Section 16.1 Safety and Health Protection of Self-employed Persons

(1) A service recipient who has entered into a contract with a self-employed person shall ensure as safe working environment to him or her as to the employees of his or her undertaking if the self-employed person is performing work in the working environment of such undertaking.

(2) A self-employed person, when performing work in the working environment of the undertaking of the service recipient, has an obligation to comply with the instructions of the service recipient in labour protection issues and to inform the service recipient of the specific nature of his or her work, the methods applied, and the equipment used, if it may affect the safety and health protection of other employees.

(3) A service recipient who has entered into a contract with a self-employed person for the performance of work in the working environment of the undertaking of the service recipient is entitled not to admit him or her to work or to suspend his or her work if it is detected that he or she is violating the labour protection provisions, including the provisions regarding the use of work equipment and personal protective equipment, or is endangering his or her safety and health or safety and health of other persons.

> Exercise brief
Reproduce the entire section on safety and health protection of self-employed persons word for word. The listing that comes next is not needed here.

> Data excerpt
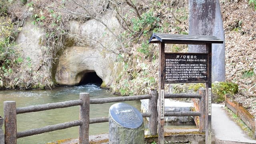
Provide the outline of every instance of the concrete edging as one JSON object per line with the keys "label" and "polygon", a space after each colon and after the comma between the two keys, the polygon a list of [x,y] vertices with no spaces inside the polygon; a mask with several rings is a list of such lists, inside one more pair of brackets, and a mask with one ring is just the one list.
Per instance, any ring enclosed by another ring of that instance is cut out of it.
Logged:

> Output
Section 16.1 Safety and Health Protection of Self-employed Persons

(1) A service recipient who has entered into a contract with a self-employed person shall ensure as safe working environment to him or her as to the employees of his or her undertaking if the self-employed person is performing work in the working environment of such undertaking.

(2) A self-employed person, when performing work in the working environment of the undertaking of the service recipient, has an obligation to comply with the instructions of the service recipient in labour protection issues and to inform the service recipient of the specific nature of his or her work, the methods applied, and the equipment used, if it may affect the safety and health protection of other employees.

(3) A service recipient who has entered into a contract with a self-employed person for the performance of work in the working environment of the undertaking of the service recipient is entitled not to admit him or her to work or to suspend his or her work if it is detected that he or she is violating the labour protection provisions, including the provisions regarding the use of work equipment and personal protective equipment, or is endangering his or her safety and health or safety and health of other persons.